Task goal: Copy word for word the stretch of the listing from the line that contains "written like (335,373)." through the end of the listing, including both ends. Leave the pictures out of your copy.

Records for processing:
----
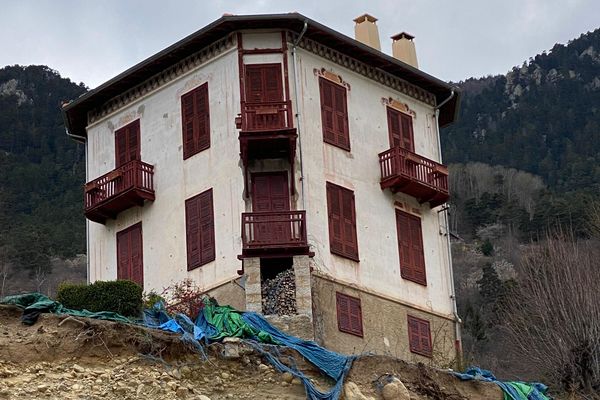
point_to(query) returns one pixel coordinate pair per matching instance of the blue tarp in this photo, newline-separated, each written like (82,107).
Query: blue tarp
(512,390)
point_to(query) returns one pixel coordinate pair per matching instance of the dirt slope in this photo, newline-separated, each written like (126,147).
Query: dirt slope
(67,358)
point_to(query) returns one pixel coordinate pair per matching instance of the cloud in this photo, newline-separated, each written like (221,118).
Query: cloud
(94,41)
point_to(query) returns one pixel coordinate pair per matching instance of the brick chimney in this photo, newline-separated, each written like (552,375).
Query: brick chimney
(365,31)
(403,48)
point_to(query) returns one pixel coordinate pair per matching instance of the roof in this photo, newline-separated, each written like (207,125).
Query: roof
(75,112)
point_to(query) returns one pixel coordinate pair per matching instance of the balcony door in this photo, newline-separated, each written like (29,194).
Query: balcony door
(270,198)
(400,130)
(265,104)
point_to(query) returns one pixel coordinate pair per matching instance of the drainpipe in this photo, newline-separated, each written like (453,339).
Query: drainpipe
(87,222)
(457,320)
(298,120)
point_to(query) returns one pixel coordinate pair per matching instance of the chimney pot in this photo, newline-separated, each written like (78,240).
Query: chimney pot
(403,48)
(365,31)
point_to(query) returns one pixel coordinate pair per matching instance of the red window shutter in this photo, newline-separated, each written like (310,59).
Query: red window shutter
(130,264)
(334,114)
(334,209)
(410,247)
(195,121)
(207,228)
(200,230)
(349,314)
(419,336)
(349,223)
(122,255)
(341,117)
(342,221)
(400,129)
(407,132)
(273,86)
(127,143)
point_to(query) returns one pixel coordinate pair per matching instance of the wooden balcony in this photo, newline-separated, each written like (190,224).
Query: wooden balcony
(274,234)
(118,190)
(266,130)
(412,174)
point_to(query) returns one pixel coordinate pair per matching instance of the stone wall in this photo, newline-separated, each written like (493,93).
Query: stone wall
(384,320)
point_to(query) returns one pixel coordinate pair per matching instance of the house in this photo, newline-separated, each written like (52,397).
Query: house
(265,143)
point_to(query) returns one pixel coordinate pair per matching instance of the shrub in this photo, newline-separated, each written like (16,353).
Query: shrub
(123,297)
(487,248)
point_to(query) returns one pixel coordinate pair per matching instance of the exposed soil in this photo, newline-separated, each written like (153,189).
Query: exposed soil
(76,358)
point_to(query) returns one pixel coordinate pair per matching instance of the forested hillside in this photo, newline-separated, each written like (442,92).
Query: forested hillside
(42,171)
(542,118)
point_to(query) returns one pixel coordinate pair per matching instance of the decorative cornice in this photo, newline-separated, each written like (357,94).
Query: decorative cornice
(162,78)
(368,71)
(331,76)
(398,105)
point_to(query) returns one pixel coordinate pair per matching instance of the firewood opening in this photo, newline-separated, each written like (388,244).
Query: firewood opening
(278,286)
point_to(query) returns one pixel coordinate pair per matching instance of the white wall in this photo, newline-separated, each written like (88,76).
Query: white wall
(175,180)
(359,171)
(163,221)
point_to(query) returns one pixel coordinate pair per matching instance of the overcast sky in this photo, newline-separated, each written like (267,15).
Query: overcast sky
(92,41)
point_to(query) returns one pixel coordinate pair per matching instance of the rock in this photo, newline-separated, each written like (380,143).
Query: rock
(78,368)
(263,368)
(182,392)
(395,390)
(42,388)
(352,392)
(287,377)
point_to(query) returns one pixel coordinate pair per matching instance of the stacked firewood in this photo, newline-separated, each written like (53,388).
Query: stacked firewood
(279,294)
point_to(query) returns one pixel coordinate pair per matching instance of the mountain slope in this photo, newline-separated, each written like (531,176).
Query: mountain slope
(42,170)
(543,118)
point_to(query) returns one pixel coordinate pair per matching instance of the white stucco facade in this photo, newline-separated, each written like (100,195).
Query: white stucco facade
(220,168)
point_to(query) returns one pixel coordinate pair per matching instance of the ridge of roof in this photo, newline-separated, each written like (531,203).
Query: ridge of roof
(75,112)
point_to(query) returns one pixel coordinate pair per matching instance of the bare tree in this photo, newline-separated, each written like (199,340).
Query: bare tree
(554,314)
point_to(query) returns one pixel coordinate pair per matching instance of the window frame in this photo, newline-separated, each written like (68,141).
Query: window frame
(339,247)
(200,141)
(345,132)
(195,202)
(420,323)
(349,328)
(412,271)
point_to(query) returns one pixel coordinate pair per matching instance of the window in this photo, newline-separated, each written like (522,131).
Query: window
(334,114)
(195,121)
(419,336)
(130,254)
(342,222)
(349,314)
(200,230)
(400,129)
(127,144)
(410,247)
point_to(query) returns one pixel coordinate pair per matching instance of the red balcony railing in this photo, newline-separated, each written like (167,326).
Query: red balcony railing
(265,116)
(118,190)
(407,172)
(281,232)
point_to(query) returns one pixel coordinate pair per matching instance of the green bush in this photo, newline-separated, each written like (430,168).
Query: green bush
(487,248)
(123,297)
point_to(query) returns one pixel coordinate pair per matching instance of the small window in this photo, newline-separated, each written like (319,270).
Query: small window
(419,336)
(195,121)
(334,114)
(342,222)
(400,130)
(127,144)
(130,257)
(410,247)
(200,230)
(349,314)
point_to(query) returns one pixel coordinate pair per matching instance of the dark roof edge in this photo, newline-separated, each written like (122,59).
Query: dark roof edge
(230,23)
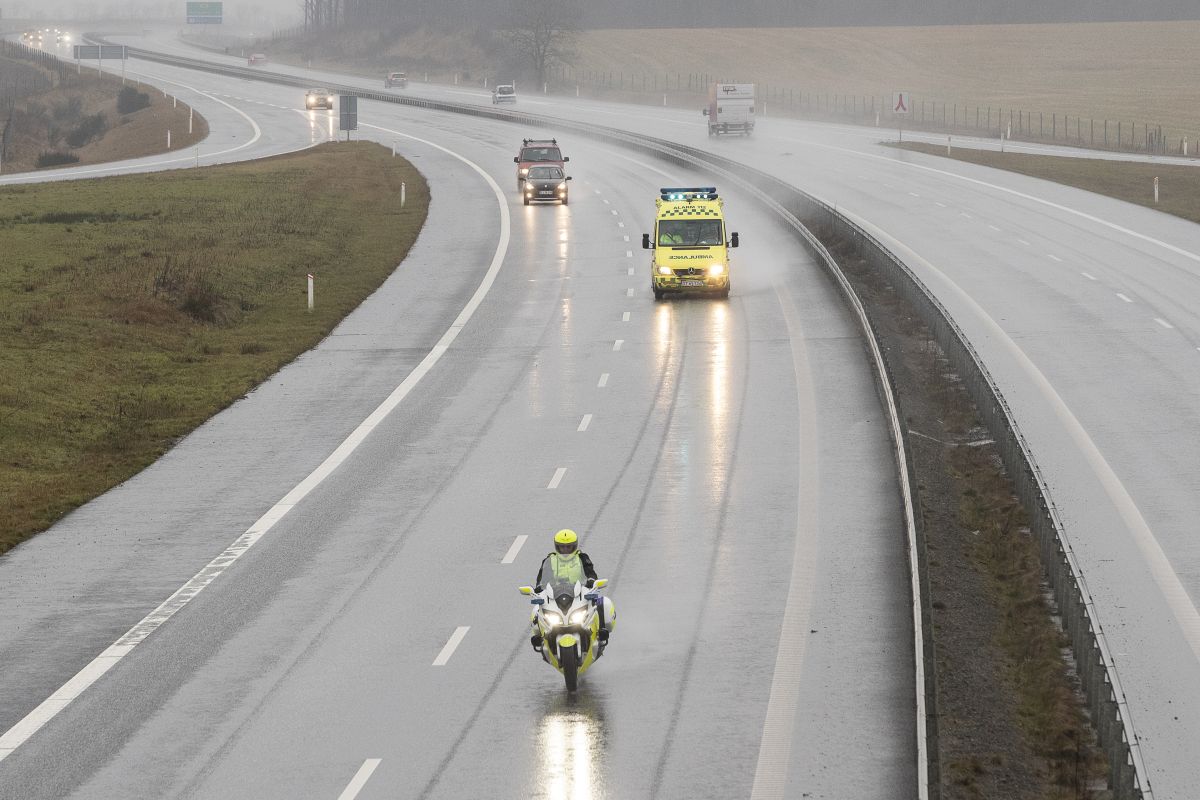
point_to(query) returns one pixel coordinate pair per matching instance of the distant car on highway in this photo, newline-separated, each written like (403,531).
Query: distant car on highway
(538,152)
(318,98)
(504,92)
(546,184)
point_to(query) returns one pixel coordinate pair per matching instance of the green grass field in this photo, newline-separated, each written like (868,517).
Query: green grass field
(132,308)
(1134,182)
(1137,72)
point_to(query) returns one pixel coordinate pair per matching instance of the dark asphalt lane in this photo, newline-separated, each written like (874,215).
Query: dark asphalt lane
(730,445)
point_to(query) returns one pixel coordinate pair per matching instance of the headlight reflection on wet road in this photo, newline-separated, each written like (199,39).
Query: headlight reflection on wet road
(570,749)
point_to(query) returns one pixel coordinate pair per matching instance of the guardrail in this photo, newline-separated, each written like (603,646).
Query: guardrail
(1105,698)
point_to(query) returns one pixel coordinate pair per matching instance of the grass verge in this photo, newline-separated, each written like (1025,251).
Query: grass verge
(1131,181)
(1009,710)
(133,308)
(81,118)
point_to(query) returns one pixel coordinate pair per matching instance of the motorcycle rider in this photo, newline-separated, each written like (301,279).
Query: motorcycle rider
(568,564)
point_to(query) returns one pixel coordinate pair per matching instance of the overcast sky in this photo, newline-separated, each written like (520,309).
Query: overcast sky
(683,13)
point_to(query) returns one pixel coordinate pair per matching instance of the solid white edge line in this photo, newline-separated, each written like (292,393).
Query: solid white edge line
(1161,567)
(49,708)
(359,780)
(451,645)
(558,477)
(517,543)
(778,727)
(1111,226)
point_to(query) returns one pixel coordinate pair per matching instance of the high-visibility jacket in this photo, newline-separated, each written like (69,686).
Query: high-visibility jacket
(568,570)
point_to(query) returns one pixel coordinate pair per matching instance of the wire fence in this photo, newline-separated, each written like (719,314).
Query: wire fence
(927,114)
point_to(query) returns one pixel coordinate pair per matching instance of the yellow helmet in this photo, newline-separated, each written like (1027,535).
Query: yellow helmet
(567,541)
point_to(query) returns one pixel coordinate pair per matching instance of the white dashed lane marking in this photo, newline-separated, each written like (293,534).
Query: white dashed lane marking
(451,645)
(359,780)
(517,543)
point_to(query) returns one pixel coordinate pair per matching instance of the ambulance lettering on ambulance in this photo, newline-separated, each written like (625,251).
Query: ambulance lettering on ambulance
(690,253)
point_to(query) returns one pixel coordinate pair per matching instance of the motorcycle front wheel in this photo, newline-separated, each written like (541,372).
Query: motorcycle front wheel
(569,660)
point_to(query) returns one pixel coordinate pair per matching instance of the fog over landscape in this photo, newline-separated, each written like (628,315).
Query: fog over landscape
(665,13)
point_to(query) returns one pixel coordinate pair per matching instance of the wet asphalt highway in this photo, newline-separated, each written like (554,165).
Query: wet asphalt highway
(726,462)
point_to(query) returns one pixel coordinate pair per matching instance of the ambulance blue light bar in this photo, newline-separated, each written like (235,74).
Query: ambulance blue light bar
(689,193)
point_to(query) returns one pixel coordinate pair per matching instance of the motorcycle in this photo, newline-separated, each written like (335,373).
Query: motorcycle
(570,619)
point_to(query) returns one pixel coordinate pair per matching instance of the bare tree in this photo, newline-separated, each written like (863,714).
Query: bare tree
(543,32)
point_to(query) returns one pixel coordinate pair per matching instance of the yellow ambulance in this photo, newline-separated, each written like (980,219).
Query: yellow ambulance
(690,251)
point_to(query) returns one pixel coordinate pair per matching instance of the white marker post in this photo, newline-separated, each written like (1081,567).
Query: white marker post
(901,106)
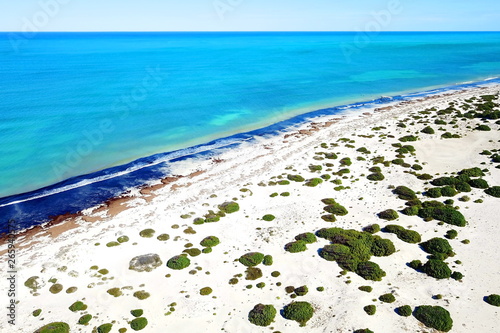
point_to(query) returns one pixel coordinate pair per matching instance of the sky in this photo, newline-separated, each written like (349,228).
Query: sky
(249,15)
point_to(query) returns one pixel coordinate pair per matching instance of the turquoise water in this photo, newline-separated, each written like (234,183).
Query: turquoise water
(75,103)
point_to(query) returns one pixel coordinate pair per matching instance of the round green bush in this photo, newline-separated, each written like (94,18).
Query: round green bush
(229,207)
(437,269)
(206,291)
(436,246)
(56,327)
(137,313)
(493,299)
(138,324)
(210,241)
(387,298)
(494,191)
(434,192)
(336,209)
(104,328)
(307,238)
(404,311)
(147,233)
(370,309)
(268,217)
(268,260)
(251,259)
(389,215)
(262,315)
(178,262)
(434,317)
(295,247)
(372,229)
(84,319)
(301,312)
(78,306)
----
Solution:
point_to(query) returns one pixel coordinate pair per matching instance of the motorcycle in this photo, newline-separated, each written like (335,373).
Query: motorcycle
(570,619)
point_to(query) returns one pixel coordinate pair per matching instance of the bare tree in this photo, newline-separated, each written like (863,714).
Query: bare tree
(543,32)
point_to(query) returns one pixel coordinate pair per matching instance of the yellow ambulance in this photo, newline-separated, each written like (980,219).
Query: yellow ambulance
(690,251)
point_to(query) returns one pixel coordinate pair per matching instance of the white marker post in this photo, newline-separated, each written like (1081,567).
Query: white marker post
(901,106)
point_to(query) returns one pixel coordinate pair per matching instance of the sky in this photo, newline-separated, each written like (349,228).
Query: sky
(249,15)
point_to(query) returns one pixel coordinate pair per matching instance of the turquoise water in this photo, newline-separated, each written like (234,183).
Query: turquoise water
(75,103)
point_to(query) returns one pixel coordinate pair per matching instance of the round green bush in this photo, newline-separated, each written like (94,18).
Query: round green bush
(229,207)
(437,269)
(206,291)
(436,246)
(56,327)
(137,313)
(493,299)
(138,324)
(210,241)
(387,298)
(494,191)
(434,192)
(336,209)
(104,328)
(307,238)
(404,311)
(147,233)
(370,309)
(268,217)
(268,260)
(251,259)
(389,215)
(262,315)
(178,262)
(434,317)
(295,247)
(372,229)
(84,319)
(301,312)
(78,306)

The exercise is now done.